TASK BRIEF »
Which lines in the records below contain the word "mark"? Return each of those lines in full.

SUPPLIED RECORDS »
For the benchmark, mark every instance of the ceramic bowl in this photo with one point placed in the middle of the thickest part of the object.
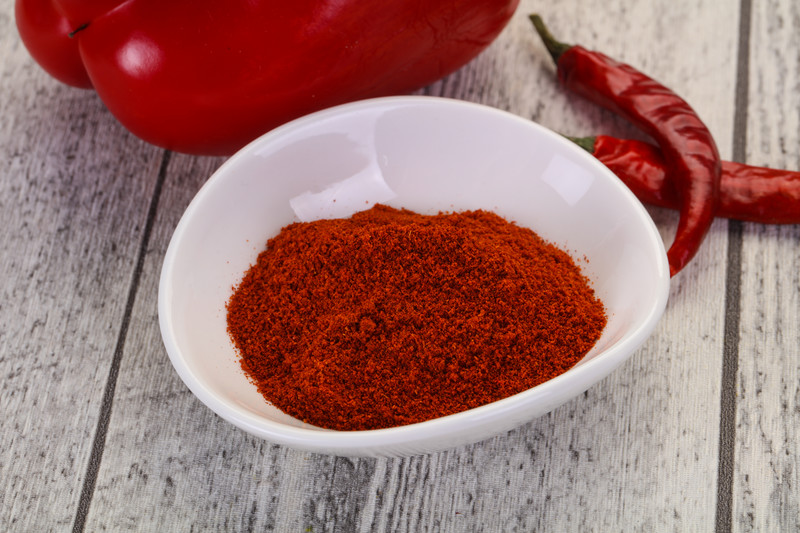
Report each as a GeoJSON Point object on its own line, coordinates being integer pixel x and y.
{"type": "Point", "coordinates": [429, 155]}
* * *
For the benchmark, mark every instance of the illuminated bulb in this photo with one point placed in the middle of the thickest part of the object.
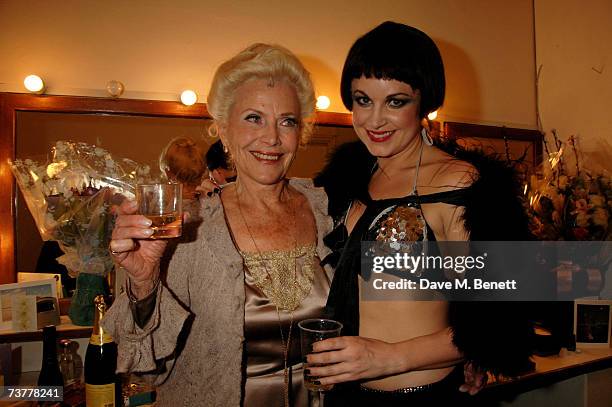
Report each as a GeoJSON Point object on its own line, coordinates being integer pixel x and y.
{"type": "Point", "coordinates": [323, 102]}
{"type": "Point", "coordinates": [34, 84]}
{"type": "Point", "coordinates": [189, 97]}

ANSWER FOR THIS EXERCISE »
For the benchmark, mark every instance of the ceramic bowl in this photo with one point placed in the middle of the thickest part of the object.
For the benchmark, mark every instance of the illuminated bulb in this photo with one point placed in the middle of the thickest part of the object.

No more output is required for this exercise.